Selected text:
In an age of global warming, rising authoritarianism, and the corporate-led delusion of infinite economic growth, the desire to live in a society that exists in harmony with itself and with nature seems fanciful. Hardly anyone today could live without fossil fuels, packaged foods, and other fruits of global supply chain networks. However, essential as these modern inventions may seem, the ongoing COVID-19 pandemic has revealed that they are, in fact, brittle and unsustainable. 

Food shortages and mass unemployment across the Global South highlight the precarity of our reliance on corporate-led supply chains for basic necessities.

In spite of historic odds ranging from European colonialism to environmental destruction, there remains a portion of humanity that is committed to ecological and societal harmony – Indigenous peoples (IPs). Consistently on frontlines of struggles against extractivism, developmental destruction, racism, and social, cultural, and political marginalization, IPs demonstrate the need for collective rights and justice for all people.

Women play a critical role in realizing the goals of indigenous communities. Despite facing multiple layers of discrimination, indigenous women provide enormous contributions to their communities as seed savers, healers, economic pillars, multigenerational educators, human rights defenders, and experts in food, forests, and biodiversity.

From Latin America to Asia, IPs are working in solidarity to develop and legally codify the philosophy of Buen Vivir – living the “good life” in harmony with nature and promoting the equal distribution of resources over corporate profits.

In honor of the International Day of the World’s Indigenous Peoples (August 9), Focus has compiled a round-up of stories highlighting IPs’ struggles for self-determination.

Thailand

Since the implementation of its Forestry Master Plan (FMP) in 2014, Thailand’s military junta has deployed violence in the form of physical attacks, killings, enforced disappearance, and burning and destruction of property to keep landless villagers and IPs off of public land they have inhabited for generations.

From June 2014 to February 2015, more than 1,000 people were arrested and prosecuted for illegal logging and encroachment. These measures have exposed to frontline communities the reality that development policies are designed to benefit corporations and the economic-political elite, despite their toll on people’s lives and on biodiversity in the ecosystem. Groups like the Northern Peasants Federation (NPF) are working to secure government recognition of IPs’ right to access state-owned land.

Provided records:
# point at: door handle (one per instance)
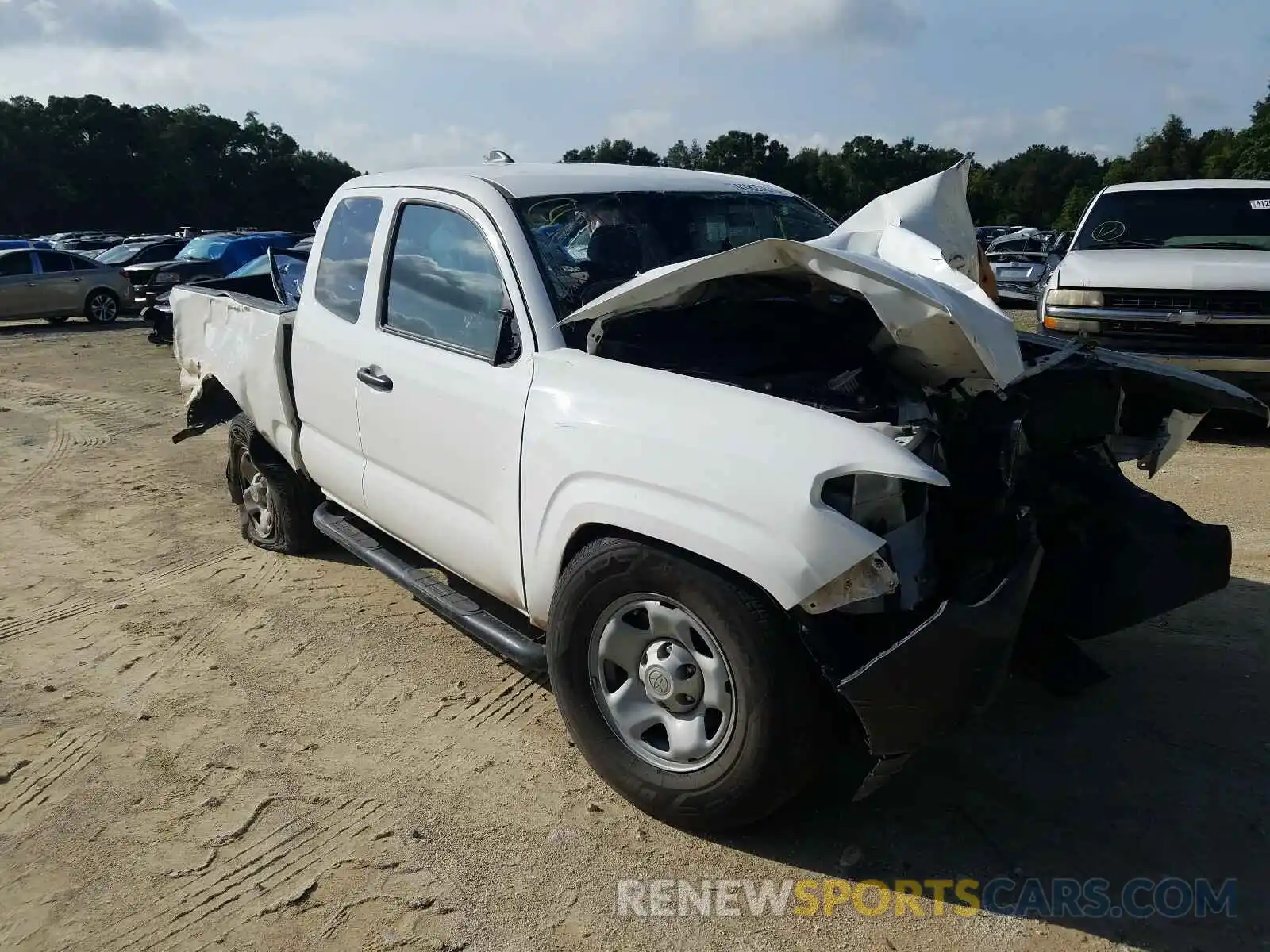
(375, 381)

--

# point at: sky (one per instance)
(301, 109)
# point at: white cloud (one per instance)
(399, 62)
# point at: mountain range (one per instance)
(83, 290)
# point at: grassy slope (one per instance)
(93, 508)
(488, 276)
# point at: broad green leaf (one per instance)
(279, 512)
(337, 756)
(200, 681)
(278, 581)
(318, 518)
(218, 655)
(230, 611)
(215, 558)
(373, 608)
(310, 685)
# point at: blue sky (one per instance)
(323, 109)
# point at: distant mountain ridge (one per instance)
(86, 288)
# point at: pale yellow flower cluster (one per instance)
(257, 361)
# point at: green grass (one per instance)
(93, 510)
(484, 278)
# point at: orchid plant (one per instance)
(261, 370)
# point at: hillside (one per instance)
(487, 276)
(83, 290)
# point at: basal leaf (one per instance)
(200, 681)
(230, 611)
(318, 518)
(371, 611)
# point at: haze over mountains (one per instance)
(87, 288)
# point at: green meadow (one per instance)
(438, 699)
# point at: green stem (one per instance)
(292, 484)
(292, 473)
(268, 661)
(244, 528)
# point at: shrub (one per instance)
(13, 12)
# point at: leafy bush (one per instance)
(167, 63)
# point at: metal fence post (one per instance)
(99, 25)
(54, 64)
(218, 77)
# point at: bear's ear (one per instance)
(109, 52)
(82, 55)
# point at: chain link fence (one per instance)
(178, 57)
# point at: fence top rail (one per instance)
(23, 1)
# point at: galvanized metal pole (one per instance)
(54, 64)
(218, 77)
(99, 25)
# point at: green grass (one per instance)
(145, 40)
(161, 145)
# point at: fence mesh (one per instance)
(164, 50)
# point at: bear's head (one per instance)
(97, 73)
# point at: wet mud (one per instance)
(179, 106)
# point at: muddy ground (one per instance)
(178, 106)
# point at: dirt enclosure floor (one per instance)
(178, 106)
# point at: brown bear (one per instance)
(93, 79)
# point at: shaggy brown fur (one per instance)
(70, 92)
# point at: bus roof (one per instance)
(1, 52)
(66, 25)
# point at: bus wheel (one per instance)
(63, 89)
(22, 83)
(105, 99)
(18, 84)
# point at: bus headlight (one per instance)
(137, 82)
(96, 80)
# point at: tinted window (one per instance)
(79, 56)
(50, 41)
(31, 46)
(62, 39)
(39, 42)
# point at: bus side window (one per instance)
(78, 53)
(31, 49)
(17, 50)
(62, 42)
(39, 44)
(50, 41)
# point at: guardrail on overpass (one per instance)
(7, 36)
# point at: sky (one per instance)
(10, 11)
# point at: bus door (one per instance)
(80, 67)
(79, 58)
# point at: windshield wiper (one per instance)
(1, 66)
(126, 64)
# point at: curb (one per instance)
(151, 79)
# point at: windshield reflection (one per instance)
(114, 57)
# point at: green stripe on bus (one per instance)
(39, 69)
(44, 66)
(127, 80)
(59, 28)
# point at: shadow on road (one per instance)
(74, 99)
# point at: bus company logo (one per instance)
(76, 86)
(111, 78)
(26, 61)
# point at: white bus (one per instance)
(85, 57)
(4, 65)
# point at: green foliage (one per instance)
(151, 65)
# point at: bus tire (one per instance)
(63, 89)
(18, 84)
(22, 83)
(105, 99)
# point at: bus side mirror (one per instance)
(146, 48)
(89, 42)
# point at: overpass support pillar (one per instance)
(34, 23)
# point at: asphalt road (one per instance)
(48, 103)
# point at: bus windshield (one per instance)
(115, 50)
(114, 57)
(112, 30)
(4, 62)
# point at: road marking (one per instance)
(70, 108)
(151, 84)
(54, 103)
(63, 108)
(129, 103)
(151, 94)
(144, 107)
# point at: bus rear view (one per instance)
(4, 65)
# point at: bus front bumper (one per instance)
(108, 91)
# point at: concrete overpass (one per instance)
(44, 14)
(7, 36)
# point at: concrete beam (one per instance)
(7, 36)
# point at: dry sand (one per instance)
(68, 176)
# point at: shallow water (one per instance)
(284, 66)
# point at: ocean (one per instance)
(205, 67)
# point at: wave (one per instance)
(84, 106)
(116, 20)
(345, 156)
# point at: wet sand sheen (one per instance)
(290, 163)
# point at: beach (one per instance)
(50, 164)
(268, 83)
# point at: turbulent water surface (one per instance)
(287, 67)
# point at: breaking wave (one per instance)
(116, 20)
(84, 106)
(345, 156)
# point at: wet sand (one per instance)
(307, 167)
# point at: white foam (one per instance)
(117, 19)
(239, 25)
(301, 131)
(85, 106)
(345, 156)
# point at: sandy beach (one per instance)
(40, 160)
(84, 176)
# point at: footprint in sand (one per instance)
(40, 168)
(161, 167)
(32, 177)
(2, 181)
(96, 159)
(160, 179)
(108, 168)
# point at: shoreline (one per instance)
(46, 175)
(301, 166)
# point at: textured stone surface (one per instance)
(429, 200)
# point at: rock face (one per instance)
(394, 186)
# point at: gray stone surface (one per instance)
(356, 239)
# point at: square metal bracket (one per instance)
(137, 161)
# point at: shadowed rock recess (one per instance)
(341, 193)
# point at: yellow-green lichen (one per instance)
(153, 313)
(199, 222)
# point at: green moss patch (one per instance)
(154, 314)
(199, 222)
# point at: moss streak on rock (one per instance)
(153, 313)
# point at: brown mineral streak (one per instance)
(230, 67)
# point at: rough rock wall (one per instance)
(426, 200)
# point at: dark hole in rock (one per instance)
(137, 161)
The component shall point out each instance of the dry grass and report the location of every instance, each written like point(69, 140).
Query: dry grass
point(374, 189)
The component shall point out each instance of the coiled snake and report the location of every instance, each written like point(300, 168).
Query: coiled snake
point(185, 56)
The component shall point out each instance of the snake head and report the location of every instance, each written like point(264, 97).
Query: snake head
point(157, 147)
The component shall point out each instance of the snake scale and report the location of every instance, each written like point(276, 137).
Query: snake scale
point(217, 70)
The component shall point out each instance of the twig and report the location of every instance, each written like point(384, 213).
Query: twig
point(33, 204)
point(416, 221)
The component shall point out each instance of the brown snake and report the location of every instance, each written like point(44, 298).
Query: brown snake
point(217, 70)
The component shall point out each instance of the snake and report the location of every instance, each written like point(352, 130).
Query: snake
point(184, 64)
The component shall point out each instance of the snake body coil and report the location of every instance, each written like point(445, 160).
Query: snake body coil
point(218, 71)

--

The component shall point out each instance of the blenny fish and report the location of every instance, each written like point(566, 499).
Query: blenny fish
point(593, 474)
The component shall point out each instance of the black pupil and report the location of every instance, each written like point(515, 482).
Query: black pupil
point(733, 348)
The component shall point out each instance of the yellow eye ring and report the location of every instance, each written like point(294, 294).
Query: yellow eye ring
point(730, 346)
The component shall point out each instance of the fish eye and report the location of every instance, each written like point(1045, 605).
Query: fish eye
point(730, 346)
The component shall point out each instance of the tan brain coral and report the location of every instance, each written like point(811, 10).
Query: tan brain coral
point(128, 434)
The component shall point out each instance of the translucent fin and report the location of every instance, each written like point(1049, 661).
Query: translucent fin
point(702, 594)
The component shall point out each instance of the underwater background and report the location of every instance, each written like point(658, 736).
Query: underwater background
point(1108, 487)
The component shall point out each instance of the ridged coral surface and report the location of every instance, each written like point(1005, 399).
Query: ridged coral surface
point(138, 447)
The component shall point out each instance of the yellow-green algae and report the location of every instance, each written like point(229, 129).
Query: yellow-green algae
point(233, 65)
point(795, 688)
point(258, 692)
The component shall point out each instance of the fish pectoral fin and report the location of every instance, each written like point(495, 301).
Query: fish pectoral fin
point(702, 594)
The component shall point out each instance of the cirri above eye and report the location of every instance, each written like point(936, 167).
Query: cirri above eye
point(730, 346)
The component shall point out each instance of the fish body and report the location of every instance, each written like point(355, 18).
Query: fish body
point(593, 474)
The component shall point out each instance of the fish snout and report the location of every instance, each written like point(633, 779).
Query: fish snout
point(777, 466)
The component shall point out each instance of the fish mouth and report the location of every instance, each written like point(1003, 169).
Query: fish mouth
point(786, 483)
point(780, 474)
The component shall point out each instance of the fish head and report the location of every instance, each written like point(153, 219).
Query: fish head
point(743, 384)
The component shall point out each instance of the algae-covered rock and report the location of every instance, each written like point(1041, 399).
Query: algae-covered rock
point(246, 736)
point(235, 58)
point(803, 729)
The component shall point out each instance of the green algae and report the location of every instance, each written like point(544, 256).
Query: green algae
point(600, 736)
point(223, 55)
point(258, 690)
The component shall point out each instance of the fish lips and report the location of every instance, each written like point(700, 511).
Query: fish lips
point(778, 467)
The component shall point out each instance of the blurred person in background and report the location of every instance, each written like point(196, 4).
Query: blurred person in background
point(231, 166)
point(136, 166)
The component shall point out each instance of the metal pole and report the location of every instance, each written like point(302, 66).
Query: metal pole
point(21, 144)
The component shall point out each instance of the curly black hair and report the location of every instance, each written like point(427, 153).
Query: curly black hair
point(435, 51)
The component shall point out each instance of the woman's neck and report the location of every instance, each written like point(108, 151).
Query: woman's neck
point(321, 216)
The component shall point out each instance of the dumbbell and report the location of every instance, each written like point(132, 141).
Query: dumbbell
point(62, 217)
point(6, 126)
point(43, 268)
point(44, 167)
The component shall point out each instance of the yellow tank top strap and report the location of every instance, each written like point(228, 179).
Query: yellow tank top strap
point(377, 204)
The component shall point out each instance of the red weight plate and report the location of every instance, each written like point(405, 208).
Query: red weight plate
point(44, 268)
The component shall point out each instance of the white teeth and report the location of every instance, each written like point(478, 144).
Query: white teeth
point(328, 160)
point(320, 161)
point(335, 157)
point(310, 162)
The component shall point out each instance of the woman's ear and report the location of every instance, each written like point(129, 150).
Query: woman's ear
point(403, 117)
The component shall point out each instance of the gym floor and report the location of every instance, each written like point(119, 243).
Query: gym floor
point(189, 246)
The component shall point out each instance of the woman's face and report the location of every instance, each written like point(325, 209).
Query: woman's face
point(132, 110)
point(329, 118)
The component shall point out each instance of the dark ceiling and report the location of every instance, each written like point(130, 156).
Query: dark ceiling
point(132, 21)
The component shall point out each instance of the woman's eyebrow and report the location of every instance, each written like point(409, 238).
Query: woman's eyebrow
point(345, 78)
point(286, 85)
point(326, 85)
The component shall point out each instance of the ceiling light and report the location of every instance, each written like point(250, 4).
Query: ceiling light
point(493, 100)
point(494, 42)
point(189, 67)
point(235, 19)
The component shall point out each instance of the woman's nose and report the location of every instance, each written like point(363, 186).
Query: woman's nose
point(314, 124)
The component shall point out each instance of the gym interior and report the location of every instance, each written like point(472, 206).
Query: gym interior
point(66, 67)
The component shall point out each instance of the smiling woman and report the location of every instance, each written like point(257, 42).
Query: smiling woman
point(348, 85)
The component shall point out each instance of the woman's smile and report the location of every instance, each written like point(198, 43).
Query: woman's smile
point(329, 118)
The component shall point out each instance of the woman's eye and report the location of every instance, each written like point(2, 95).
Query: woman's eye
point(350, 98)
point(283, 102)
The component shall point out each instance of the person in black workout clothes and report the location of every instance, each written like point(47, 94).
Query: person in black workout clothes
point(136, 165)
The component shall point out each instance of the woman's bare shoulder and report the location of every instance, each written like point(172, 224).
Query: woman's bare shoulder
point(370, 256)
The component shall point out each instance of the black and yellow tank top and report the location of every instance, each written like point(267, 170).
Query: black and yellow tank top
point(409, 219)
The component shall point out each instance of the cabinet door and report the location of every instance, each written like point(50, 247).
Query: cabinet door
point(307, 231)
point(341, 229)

Activity 1:
Answer these questions from the text on Indigenous peoples:
(a) On what date is the International Day of the World's Indigenous Peoples?
(b) In what year did Thailand begin implementing its Forestry Master Plan?
(c) How many people were arrested and prosecuted for illegal logging and encroachment from June 2014 to February 2015?
Activity 2:
Reproduce the text on Indigenous peoples word for word from "From Latin America" to "inhabited for generations.".

Your response 1:
(a) August 9
(b) 2014
(c) More than 1,000

Your response 2:
From Latin America to Asia, IPs are working in solidarity to develop and legally codify the philosophy of Buen Vivir – living the “good life” in harmony with nature and promoting the equal distribution of resources over corporate profits.

In honor of the International Day of the World’s Indigenous Peoples (August 9), Focus has compiled a round-up of stories highlighting IPs’ struggles for self-determination.

Thailand

Since the implementation of its Forestry Master Plan (FMP) in 2014, Thailand’s military junta has deployed violence in the form of physical attacks, killings, enforced disappearance, and burning and destruction of property to keep landless villagers and IPs off of public land they have inhabited for generations.